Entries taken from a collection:

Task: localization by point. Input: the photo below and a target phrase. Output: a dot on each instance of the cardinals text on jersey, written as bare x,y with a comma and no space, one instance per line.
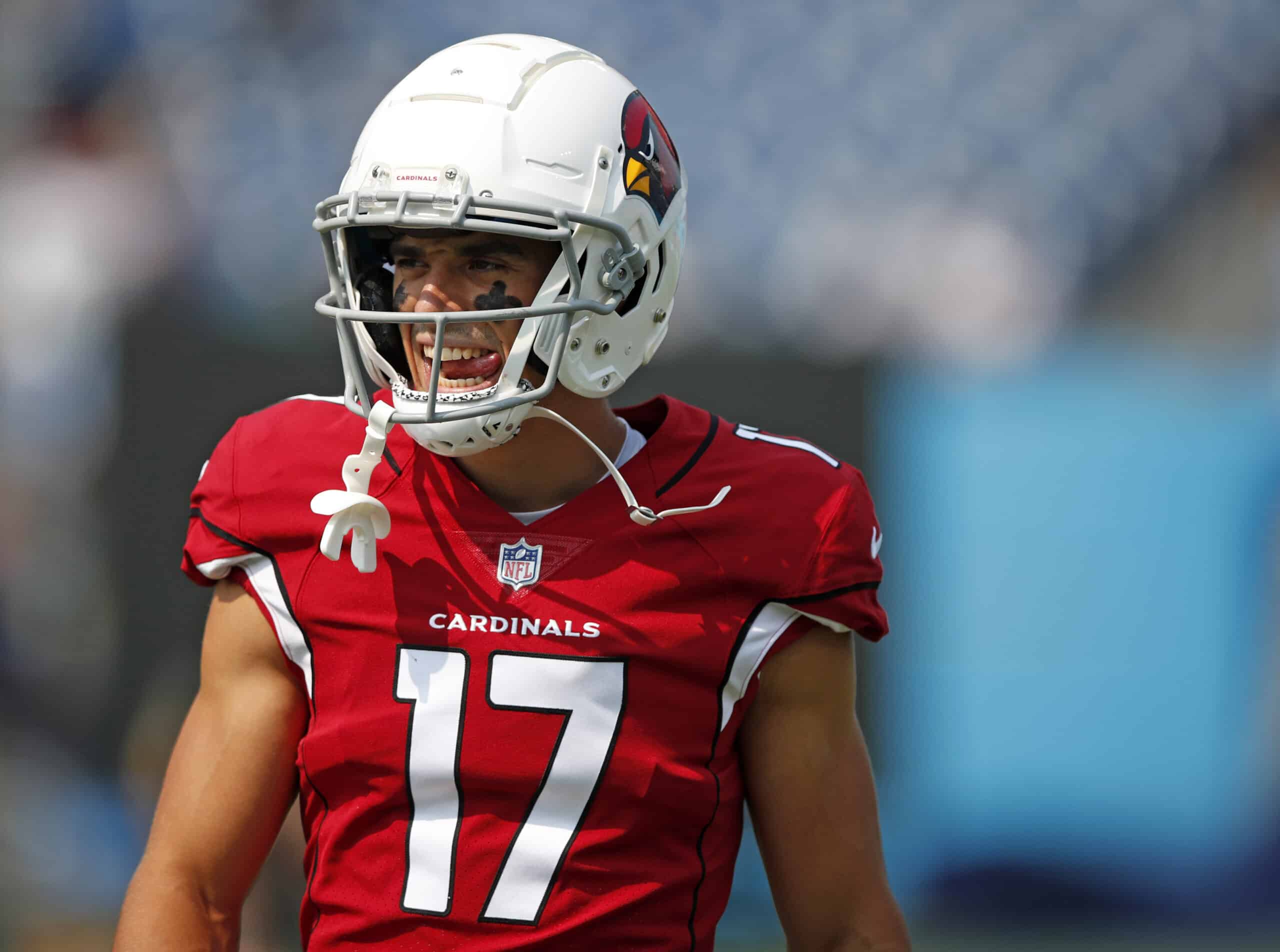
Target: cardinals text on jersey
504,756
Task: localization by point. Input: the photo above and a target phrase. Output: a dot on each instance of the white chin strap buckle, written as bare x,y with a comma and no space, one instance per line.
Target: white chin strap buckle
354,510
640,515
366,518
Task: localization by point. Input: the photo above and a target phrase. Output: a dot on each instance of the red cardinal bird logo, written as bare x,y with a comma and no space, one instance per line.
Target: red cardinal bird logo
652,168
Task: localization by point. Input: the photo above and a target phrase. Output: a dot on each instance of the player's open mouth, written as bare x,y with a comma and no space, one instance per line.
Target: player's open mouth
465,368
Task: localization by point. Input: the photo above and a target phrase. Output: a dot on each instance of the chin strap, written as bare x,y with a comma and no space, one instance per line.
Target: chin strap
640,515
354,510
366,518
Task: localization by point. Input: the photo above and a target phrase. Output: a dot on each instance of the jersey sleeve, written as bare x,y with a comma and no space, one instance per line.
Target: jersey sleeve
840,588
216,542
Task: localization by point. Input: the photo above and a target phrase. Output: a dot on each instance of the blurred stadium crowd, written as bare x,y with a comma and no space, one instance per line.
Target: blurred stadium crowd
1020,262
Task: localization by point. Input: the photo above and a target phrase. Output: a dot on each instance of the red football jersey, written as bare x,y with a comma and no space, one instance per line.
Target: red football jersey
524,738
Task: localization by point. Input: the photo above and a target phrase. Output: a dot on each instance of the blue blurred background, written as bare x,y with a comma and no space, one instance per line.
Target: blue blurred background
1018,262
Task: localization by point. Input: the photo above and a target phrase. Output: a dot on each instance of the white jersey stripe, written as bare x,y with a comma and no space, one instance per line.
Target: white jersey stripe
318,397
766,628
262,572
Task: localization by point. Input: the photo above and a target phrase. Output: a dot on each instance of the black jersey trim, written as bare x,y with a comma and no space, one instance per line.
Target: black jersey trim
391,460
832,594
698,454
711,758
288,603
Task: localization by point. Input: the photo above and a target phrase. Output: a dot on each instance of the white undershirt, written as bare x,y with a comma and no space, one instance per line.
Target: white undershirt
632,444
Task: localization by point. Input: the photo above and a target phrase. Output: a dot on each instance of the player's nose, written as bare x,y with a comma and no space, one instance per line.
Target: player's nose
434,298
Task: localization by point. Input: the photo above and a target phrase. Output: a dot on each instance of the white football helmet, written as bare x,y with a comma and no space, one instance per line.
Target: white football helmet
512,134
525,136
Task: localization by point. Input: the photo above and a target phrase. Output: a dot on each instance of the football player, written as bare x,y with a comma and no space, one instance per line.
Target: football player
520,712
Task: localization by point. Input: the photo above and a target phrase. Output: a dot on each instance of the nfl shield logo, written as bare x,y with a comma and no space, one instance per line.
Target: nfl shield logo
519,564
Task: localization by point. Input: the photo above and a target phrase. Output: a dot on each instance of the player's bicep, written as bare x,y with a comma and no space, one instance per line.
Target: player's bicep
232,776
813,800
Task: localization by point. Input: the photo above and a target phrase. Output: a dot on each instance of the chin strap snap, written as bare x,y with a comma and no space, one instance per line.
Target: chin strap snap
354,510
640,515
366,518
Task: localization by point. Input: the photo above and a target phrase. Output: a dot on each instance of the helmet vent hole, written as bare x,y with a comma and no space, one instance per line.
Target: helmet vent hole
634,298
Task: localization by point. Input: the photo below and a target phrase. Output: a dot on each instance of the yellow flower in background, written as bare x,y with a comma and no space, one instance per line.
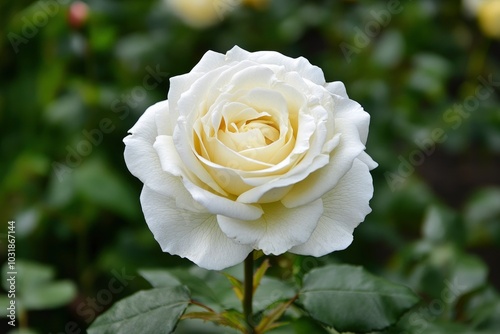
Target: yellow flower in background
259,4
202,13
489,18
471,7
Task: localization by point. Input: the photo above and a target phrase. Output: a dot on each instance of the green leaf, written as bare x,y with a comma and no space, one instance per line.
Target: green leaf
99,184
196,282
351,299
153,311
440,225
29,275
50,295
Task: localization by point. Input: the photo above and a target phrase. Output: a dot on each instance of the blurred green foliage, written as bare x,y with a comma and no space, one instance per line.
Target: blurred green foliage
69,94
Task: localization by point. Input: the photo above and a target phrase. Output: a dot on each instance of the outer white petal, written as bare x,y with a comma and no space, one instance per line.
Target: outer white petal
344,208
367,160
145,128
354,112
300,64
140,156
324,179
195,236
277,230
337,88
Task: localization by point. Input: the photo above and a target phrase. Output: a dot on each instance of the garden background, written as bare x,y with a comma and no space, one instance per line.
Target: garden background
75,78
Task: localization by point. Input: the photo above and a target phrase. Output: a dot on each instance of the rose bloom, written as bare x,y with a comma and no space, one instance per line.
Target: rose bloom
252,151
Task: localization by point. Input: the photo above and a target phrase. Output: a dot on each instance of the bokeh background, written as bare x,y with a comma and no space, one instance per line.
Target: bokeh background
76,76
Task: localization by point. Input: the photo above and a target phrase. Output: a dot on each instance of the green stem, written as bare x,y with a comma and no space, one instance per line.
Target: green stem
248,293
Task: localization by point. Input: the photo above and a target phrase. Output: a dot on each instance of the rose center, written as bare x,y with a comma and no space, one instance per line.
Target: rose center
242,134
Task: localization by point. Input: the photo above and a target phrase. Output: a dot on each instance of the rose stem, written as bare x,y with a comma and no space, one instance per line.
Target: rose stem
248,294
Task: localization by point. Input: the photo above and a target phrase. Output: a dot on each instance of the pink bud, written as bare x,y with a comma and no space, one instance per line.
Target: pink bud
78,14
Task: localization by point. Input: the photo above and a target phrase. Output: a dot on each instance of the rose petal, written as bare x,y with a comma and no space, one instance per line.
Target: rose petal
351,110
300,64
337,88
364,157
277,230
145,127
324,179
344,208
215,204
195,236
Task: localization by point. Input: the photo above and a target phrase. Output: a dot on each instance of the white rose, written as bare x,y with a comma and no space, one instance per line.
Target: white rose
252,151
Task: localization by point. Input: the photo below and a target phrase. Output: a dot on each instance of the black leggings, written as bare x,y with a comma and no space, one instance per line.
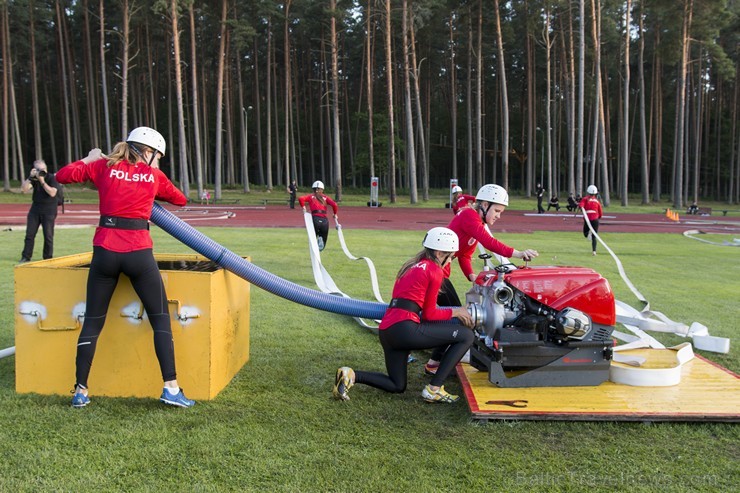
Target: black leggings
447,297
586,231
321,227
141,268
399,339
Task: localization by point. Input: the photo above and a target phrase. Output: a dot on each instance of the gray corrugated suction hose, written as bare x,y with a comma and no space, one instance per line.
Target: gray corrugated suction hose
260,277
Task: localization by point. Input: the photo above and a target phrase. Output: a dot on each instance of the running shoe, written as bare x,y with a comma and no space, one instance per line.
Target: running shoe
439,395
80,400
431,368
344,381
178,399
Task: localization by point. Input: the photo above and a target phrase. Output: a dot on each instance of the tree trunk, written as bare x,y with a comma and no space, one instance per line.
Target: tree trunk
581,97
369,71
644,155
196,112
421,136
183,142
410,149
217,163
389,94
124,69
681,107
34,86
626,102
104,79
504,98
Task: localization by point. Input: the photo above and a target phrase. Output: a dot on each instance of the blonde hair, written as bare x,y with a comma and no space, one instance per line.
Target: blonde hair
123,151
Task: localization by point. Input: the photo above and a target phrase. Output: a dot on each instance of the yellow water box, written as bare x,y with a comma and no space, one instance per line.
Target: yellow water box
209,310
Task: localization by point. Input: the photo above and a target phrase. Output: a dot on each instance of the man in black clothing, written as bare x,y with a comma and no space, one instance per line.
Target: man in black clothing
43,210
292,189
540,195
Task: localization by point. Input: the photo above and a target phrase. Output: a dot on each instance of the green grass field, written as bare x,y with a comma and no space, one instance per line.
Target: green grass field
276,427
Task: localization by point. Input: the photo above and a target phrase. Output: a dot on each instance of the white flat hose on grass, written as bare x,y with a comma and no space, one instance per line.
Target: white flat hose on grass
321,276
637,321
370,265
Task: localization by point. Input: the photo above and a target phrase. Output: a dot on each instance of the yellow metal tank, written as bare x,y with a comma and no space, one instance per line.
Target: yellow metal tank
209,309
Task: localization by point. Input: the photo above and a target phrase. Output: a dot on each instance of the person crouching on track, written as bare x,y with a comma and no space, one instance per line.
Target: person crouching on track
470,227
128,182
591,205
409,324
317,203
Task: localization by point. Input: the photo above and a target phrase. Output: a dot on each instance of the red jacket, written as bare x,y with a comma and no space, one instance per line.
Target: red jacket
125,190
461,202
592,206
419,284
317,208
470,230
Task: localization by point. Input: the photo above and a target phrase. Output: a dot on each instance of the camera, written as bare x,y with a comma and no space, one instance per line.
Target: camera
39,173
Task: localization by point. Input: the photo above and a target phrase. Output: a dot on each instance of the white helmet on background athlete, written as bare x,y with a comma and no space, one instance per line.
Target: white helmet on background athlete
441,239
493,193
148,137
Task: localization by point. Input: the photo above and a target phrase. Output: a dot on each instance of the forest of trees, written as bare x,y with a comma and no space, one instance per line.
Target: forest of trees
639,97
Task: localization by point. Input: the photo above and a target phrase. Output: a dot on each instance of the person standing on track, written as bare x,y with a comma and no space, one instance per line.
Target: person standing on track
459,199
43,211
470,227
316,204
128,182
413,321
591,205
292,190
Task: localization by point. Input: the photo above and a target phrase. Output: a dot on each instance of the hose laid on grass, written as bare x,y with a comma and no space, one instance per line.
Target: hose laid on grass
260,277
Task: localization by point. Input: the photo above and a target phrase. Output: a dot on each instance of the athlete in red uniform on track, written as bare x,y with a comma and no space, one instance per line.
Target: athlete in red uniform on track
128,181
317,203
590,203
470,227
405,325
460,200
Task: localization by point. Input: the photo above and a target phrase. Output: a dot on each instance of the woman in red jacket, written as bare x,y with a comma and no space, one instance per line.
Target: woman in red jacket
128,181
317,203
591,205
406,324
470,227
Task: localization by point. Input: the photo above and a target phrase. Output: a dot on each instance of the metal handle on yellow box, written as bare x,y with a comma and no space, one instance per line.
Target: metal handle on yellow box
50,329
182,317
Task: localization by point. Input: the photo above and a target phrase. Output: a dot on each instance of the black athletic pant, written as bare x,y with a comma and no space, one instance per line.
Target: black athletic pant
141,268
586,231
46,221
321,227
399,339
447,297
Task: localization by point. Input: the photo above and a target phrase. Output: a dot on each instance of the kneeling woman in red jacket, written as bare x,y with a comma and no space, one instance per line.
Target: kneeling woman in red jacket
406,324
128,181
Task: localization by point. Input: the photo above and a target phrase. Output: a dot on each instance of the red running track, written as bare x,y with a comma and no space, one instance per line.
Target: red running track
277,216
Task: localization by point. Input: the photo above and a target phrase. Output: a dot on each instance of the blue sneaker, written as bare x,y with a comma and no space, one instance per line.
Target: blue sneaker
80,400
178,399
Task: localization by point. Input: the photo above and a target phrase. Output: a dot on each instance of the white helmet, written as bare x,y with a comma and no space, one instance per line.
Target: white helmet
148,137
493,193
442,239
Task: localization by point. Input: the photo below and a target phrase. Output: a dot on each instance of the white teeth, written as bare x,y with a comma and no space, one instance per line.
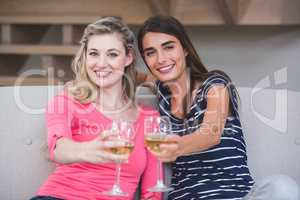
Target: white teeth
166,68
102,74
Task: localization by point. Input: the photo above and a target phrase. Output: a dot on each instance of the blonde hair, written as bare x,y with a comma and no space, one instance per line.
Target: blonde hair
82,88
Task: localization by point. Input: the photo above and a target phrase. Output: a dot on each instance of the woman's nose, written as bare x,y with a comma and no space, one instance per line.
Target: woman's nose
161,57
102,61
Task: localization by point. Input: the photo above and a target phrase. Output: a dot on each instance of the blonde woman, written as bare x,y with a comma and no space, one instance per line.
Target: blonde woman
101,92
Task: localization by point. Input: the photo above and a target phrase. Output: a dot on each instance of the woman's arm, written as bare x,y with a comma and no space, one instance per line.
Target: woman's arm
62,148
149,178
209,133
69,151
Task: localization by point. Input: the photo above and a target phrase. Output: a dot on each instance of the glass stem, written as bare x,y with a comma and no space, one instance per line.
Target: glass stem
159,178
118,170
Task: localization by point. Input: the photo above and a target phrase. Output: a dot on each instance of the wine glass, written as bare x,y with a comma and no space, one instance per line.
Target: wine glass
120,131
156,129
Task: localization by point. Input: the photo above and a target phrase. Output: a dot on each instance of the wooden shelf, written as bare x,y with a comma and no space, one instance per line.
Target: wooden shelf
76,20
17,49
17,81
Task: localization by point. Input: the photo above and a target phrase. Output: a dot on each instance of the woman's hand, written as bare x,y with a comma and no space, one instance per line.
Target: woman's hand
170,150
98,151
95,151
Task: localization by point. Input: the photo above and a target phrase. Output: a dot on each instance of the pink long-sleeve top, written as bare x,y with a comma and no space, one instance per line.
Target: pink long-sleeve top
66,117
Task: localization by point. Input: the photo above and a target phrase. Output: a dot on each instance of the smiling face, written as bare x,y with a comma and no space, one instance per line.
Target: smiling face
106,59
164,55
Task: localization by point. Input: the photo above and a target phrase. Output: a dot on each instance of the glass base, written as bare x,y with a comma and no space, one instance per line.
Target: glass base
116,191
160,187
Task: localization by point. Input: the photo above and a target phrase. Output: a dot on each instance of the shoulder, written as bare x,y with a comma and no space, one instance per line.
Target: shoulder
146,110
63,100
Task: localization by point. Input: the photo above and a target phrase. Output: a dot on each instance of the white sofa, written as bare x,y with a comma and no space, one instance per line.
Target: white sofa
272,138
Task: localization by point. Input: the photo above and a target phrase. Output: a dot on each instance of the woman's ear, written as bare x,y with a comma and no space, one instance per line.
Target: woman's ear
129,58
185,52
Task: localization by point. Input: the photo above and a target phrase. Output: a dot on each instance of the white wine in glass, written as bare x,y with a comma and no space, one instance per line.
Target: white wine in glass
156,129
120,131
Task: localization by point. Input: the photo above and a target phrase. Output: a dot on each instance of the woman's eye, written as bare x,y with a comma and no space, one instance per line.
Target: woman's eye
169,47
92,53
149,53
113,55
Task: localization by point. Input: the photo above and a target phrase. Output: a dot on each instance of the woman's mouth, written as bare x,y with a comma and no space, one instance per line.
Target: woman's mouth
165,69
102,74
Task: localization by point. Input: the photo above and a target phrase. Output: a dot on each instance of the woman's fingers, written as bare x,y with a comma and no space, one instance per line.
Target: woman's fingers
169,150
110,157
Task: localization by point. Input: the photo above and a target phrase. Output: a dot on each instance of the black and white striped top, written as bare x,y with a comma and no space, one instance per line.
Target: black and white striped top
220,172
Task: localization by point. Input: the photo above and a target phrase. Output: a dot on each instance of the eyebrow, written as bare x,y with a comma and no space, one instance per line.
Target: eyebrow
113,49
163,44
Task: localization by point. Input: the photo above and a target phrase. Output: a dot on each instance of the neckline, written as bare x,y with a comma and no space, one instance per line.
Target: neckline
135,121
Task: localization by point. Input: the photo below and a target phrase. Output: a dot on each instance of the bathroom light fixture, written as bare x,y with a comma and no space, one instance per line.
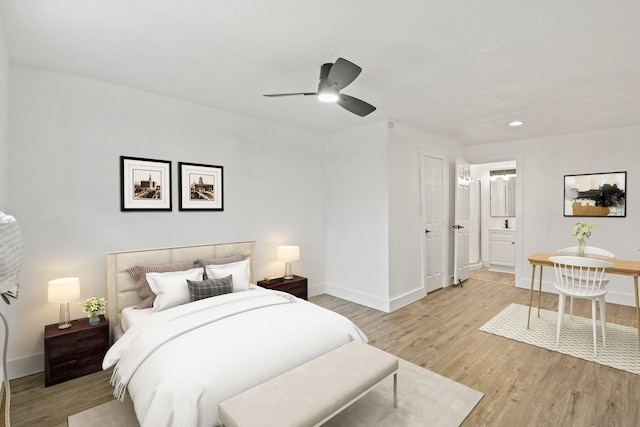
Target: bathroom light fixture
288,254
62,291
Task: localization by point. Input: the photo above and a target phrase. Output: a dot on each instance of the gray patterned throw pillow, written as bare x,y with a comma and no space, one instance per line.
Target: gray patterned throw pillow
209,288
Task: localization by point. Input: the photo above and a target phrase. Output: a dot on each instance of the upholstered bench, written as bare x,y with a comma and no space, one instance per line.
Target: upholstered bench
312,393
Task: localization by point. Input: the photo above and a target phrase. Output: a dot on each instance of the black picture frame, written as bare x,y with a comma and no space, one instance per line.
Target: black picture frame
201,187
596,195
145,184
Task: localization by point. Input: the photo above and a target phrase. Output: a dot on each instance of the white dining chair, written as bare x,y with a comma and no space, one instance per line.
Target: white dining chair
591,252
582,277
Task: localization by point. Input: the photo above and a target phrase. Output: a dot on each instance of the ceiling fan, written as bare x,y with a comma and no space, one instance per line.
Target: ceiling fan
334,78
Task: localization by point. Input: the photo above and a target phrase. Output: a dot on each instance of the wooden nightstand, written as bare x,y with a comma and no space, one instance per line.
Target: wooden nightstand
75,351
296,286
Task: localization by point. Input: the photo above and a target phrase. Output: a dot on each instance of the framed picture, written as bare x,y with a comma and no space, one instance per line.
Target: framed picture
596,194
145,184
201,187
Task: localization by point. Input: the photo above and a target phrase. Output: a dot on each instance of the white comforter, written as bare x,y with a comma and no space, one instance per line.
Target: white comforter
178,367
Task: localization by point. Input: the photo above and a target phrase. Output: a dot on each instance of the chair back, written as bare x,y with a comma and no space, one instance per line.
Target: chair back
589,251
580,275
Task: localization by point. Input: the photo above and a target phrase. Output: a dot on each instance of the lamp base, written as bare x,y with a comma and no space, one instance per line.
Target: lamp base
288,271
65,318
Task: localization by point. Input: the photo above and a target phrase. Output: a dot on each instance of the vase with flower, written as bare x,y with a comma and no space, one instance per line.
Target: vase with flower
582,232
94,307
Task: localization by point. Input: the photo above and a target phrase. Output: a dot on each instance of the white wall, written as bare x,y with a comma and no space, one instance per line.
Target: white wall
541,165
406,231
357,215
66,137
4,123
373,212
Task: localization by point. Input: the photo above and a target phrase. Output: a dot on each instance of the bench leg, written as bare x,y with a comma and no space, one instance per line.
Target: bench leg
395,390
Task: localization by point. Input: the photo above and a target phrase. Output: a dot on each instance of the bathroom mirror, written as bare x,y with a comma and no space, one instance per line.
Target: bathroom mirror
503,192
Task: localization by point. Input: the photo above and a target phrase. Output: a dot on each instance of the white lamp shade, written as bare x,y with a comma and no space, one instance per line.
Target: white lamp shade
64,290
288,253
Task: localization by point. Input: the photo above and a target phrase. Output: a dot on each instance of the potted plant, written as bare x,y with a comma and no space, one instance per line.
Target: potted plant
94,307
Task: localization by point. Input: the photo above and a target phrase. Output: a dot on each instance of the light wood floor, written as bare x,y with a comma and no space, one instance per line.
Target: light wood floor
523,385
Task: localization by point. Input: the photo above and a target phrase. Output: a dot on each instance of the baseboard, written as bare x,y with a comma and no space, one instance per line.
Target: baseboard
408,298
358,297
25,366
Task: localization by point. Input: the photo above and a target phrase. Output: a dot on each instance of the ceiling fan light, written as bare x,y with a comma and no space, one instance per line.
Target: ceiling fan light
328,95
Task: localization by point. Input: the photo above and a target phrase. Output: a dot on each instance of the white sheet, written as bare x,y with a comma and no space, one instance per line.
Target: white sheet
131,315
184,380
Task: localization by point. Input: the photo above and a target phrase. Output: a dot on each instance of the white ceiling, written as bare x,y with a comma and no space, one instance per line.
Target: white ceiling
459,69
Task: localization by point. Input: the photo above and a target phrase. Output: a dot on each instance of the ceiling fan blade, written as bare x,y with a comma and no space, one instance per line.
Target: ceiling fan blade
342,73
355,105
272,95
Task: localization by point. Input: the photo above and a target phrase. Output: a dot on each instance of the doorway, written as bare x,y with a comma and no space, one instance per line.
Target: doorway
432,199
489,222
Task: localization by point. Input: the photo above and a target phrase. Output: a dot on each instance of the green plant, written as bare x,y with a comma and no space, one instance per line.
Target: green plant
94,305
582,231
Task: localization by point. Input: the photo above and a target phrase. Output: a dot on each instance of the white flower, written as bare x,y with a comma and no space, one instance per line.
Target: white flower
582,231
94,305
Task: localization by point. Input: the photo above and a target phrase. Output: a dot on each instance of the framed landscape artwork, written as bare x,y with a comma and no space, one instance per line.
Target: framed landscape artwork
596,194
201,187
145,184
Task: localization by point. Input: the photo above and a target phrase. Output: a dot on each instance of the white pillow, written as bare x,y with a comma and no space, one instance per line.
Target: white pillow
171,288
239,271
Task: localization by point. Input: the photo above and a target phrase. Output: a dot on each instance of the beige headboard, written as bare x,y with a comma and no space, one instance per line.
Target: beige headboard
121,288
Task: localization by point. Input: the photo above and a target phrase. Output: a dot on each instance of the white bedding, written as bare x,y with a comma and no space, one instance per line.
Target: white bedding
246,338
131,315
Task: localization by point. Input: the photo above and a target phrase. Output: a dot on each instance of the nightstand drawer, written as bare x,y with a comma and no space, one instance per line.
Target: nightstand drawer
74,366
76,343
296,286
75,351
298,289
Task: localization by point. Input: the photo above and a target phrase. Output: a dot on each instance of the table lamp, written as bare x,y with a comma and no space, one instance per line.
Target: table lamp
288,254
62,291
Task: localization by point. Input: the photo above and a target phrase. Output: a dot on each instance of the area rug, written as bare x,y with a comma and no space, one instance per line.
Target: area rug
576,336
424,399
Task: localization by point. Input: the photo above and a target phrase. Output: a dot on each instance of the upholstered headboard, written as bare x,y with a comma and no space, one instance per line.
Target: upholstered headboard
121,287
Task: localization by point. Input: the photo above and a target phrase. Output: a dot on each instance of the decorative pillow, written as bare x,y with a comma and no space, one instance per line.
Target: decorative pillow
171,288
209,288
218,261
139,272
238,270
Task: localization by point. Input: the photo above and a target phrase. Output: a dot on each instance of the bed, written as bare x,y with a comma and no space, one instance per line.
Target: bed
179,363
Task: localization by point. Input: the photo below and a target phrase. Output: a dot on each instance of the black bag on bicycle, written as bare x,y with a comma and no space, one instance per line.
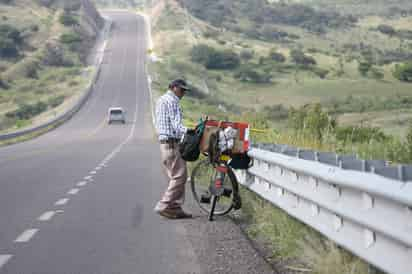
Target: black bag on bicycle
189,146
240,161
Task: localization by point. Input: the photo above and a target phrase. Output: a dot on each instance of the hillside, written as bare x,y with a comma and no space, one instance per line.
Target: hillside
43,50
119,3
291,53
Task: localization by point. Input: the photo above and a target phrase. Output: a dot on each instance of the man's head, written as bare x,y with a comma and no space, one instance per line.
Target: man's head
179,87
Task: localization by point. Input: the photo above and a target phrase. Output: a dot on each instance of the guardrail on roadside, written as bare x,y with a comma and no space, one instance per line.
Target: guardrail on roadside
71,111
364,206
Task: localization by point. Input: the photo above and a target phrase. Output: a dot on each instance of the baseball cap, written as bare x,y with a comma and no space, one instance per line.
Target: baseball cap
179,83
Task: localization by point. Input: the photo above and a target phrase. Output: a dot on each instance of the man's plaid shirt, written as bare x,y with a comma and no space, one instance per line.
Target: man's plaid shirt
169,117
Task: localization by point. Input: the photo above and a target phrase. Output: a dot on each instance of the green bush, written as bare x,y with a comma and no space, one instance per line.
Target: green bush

DIRECTIVE
Keep only the lines from the one containing "man's head, written" to the end of the entries, and repeat them exactly.

RESPONSE TO THIS TASK
Task: localization by point. Input: the photo above and a target phrase. Output: a dot on each instance of the man's head, written as bare x,y with a comma and no space, one instance per line.
Target: man's head
179,87
Task: localization by point. Input: the photo above and a target phrase. Output: a dot on each instance of the guardrail on roadside, written as bare x,y with a comma and no space, one instance per line.
Target: guardrail on roadside
71,111
364,206
Task: localization by point. Input: the photo above and a target phrase. Output: a dot on each instance of the baseball cap, written as bare x,y with a comma and no space, one instance per line.
Target: baseball cap
179,83
Task: localization by point. Input: the photo above and a target phrase. Output: a dot on each instance of the man's plaid shirt, written as bare x,y with a comma and no space, one instance per line.
Target: man's plaid shirt
169,117
Task: localization by point. Input: the photo above and a target phrase. Output: a dot on each instance of the green bush, written as bare x,y with a comma and no space, one instance per line.
Target: green bush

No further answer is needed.